■ AIM ■
Quote the Struts 2 mailing-list thread below in full, reproducing every line character for character.

2007-07-05 Thread Ted Husted

I added the link. To edit the Struts 2 documentation site directly,
one needs to first file a Contributors License Agreement, and then we
can add the Confluence account to the appropriate group.

* http://cwiki.apache.org/confluence/display/WW/Editing+the+Documentation

HTH, Ted
http://www.husted.com/ted/blog/


On 7/3/07, Wesley Wannemacher [EMAIL PROTECTED] wrote:

Sweet! I appreciate it!

-Wes

-Original Message-
From: Musachy Barroso [mailto:[EMAIL PROTECTED]
Sent: Tuesday, July 03, 2007 3:22 PM
To: Struts Users Mailing List
Subject: Re: Excellent Struts 2 Tutorial

Adding a link here will help people find it ;)

http://struts.apache.org/2.x/docs/tutorials.html

musachy

On 7/3/07, Wesley Wannemacher [EMAIL PROTECTED] wrote:

 It's funny that you mention this, I just finished a set of articles on

 Struts2. I would appreciate feedback if you don't mind reading it...
 Hopefully I can help out some newbs.

 http://www.wantii.com/wordpress/?cat=3

 -Wes

 -Original Message-
 From: [EMAIL PROTECTED] [mailto:[EMAIL PROTECTED]
 Sent: Tuesday, July 03, 2007 1:14 PM
 To: Struts Users Mailing List
 Subject: Excellent Struts 2 Tutorial

 Guys --

 After reading about everything I could get my hands on and looping
 through the code-build-deploy-try cycle until dizzy, I decided to
 drop $29.00 on the comprehensive S2 tutorial available at
 ArcTechhttp://www.arctechsoftware.com/tutorial/

 The tutorial was clearly designed with the developer in mind.  For
 instance, when you reach a place where you need to make changes to a
 seemingly unrelated bit of configuration, rather than leave you
 hanging, the author ties the pieces together right then and there.

■ GIVEN DATA ■
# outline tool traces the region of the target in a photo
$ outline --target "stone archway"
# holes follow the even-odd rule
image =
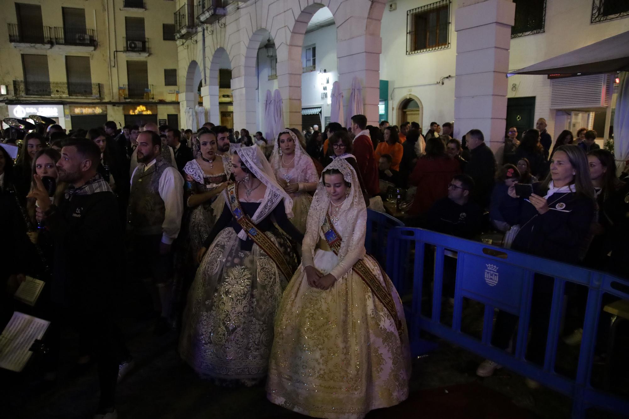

■ RESPONSE TO THIS EXERCISE ■
2007-07-05 Thread Ted Husted

I added the link. To edit the Struts 2 documentation site directly,
one needs to first file a Contributors License Agreement, and then we
can add the Confluence account to the appropriate group.

* http://cwiki.apache.org/confluence/display/WW/Editing+the+Documentation

HTH, Ted
http://www.husted.com/ted/blog/


On 7/3/07, Wesley Wannemacher [EMAIL PROTECTED] wrote:

Sweet! I appreciate it!

-Wes

-Original Message-
From: Musachy Barroso [mailto:[EMAIL PROTECTED]
Sent: Tuesday, July 03, 2007 3:22 PM
To: Struts Users Mailing List
Subject: Re: Excellent Struts 2 Tutorial

Adding a link here will help people find it ;)

http://struts.apache.org/2.x/docs/tutorials.html

musachy

On 7/3/07, Wesley Wannemacher [EMAIL PROTECTED] wrote:

 It's funny that you mention this, I just finished a set of articles on

 Struts2. I would appreciate feedback if you don't mind reading it...
 Hopefully I can help out some newbs.

 http://www.wantii.com/wordpress/?cat=3

 -Wes

 -Original Message-
 From: [EMAIL PROTECTED] [mailto:[EMAIL PROTECTED]
 Sent: Tuesday, July 03, 2007 1:14 PM
 To: Struts Users Mailing List
 Subject: Excellent Struts 2 Tutorial

 Guys --

 After reading about everything I could get my hands on and looping
 through the code-build-deploy-try cycle until dizzy, I decided to
 drop $29.00 on the comprehensive S2 tutorial available at
 ArcTechhttp://www.arctechsoftware.com/tutorial/

 The tutorial was clearly designed with the developer in mind.  For
 instance, when you reach a place where you need to make changes to a
 seemingly unrelated bit of configuration, rather than leave you
 hanging, the author ties the pieces together right then and there.